• _Directions_: Copy every line of the listing below that contains the string "pole". Matching is case-sensitive, so uppercase and lowercase letters count as different.

* * *

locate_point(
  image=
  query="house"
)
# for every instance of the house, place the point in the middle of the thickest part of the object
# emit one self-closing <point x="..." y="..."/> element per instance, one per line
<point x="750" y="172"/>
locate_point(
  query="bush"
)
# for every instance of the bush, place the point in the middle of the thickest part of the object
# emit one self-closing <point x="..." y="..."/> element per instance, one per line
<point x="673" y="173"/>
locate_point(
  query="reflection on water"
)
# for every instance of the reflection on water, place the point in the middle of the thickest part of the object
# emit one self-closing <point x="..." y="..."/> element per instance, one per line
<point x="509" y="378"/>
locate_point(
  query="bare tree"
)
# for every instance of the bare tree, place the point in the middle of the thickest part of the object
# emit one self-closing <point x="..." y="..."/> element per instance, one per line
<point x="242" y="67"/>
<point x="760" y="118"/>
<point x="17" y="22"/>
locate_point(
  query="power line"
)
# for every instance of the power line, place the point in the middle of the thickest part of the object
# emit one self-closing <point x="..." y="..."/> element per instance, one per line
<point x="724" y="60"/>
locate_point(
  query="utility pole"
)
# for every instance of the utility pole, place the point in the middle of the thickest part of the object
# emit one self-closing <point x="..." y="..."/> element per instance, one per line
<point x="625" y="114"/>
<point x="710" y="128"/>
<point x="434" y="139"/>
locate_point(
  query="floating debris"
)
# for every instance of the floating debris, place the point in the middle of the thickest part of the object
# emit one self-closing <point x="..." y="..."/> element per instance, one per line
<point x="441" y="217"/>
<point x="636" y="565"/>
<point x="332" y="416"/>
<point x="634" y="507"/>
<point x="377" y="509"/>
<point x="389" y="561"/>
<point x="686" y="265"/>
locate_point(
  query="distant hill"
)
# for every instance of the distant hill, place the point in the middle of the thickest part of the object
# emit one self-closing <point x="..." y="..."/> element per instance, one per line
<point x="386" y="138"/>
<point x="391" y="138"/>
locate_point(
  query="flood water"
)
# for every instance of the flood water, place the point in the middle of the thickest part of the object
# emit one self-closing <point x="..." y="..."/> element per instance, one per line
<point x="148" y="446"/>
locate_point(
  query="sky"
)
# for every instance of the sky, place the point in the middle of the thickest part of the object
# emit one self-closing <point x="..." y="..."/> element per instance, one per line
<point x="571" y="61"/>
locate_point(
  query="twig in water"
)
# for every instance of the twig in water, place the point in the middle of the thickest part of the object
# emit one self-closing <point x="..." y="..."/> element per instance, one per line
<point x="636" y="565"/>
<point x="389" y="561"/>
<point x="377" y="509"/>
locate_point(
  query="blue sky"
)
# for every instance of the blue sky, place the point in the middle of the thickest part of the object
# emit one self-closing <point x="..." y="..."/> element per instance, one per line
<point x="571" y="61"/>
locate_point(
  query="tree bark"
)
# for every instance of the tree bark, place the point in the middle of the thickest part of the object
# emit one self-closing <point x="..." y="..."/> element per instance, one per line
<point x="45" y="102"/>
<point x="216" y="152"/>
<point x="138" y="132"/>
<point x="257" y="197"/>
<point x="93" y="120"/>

* * *

• _Task response_:
  query="utility pole"
# for every instance of the utility pole, place the point in the middle of the thickest part of the object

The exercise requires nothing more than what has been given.